# small yard near chester-le-street



## dust100 (1 June 2013)

hi all, 

I am looking for a small friendly yard to keep one horse around 15hh nothing massive ideally require a stable and grazing, decent hacking and maybe a paddock or small areana to ride in would be nice.

Not after a huge posh expensive yard and don't really require livery. I am new to the area so any help locating one would be appreciated! 

Cheers


----------



## glenrox (4 June 2013)

Hi , you could try Tribley farm at pelton fell..Lovely friendly yard and amazing hacking or Pelton House Farm..Thats really nice too


----------



## malakai (4 June 2013)

Pelton house farm, tribley,  crossing gates, robert ryles, theres one behind batleys as well. You'll probably get a better response on facebook!


----------



## Lgd (5 June 2013)

──────────

**What this exercise asks**
1. List every line in the rows that contains the string "cabinet", matching case exactly.
2. Pick up the forum thread about finding a small horse yard near Chester-le-Street where it stops, and write the next reply.
The forum thread and the rows are unrelated material.

**Records for this exercise**
──────────

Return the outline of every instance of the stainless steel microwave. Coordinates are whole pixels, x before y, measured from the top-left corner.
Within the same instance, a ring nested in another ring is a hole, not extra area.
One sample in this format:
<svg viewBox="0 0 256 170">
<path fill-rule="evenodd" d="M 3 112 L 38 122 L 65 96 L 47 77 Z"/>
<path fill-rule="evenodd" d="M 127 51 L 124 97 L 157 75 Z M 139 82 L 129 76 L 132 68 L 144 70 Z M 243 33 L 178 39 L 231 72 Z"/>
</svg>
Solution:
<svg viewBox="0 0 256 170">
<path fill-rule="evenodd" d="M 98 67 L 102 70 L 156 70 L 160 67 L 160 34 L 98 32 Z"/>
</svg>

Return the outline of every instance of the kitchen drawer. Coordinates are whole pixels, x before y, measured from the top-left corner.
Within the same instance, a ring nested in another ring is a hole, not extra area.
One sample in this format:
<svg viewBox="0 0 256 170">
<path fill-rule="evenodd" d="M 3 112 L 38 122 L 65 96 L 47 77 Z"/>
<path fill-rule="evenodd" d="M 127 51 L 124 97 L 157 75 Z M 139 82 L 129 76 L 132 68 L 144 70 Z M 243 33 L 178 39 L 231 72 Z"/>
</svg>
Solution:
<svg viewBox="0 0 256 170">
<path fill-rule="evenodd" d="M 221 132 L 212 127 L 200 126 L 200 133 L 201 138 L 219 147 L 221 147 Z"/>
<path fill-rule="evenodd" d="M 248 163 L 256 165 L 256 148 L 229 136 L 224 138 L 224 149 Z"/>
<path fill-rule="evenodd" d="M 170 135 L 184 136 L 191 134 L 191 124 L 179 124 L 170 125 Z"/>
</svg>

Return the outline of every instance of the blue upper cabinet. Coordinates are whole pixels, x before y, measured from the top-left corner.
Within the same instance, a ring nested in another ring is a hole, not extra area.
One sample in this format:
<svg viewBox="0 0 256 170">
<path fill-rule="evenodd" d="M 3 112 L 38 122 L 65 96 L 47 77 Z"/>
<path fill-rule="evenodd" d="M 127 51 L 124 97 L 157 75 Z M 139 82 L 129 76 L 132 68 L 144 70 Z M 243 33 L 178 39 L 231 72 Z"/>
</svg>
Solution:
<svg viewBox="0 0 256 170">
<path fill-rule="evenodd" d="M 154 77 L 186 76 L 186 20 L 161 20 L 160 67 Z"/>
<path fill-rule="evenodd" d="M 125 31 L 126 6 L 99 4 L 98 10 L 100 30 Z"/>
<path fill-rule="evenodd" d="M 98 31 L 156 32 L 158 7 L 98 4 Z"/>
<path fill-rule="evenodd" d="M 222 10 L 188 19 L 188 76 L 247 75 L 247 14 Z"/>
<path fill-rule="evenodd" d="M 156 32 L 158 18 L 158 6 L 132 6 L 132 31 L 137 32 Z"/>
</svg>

──────────

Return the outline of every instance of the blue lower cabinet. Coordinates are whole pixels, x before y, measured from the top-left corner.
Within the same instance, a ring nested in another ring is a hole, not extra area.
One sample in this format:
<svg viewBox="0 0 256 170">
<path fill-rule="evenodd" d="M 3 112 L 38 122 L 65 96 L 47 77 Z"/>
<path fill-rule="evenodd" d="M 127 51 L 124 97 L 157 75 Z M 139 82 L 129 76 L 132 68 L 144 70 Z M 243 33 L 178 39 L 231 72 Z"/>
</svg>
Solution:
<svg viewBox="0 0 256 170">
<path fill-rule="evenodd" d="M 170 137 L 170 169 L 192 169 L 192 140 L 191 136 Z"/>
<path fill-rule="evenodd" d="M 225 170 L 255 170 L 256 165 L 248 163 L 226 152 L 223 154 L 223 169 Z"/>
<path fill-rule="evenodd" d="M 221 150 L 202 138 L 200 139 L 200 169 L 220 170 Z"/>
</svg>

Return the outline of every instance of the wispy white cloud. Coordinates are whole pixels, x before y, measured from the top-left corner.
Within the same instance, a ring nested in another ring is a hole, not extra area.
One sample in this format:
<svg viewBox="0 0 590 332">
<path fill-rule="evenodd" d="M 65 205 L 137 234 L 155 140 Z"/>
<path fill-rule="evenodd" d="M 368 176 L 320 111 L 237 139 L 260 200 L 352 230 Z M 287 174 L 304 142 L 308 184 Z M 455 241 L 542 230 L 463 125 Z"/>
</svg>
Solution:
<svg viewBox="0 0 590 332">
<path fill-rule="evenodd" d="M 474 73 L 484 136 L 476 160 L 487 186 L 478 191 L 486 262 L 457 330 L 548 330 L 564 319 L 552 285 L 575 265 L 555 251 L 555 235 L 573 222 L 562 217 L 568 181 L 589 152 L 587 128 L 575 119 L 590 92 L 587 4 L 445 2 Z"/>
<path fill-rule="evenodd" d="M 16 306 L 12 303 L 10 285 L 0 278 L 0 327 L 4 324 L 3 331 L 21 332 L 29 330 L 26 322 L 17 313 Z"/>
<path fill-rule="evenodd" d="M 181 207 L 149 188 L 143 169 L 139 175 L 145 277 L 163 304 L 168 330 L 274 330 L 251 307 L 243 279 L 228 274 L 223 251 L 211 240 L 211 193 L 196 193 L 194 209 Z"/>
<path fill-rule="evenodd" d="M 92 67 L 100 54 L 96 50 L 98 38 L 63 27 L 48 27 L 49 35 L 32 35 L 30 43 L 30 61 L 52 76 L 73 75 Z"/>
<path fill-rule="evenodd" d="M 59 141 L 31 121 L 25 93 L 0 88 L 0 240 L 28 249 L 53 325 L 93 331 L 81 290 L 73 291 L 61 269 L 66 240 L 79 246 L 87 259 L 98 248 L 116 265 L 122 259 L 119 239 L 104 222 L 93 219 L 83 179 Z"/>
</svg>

──────────

**Expected responses**
1.
Return the outline of every instance of the blue upper cabinet. Coordinates are whole pixels, x before y, measured from the top-left corner.
Return the outline of every instance of the blue lower cabinet. Coordinates are whole pixels, x before y, measured from the top-left corner.

2.
If you go a bit the other way towards Houghton-Le-Spring there are loads of small yards.
Leamside only do full livery but there is Weightman's at Warden Law, Morton Grange just out of Fencehouses/Woodstone Village, East Farm at Burdon, there is a nice yard just on the Stonygate road just off the A690 although not sure if they have any places. Greenshields at Herrington Hill almost on the A690 at Newbottle.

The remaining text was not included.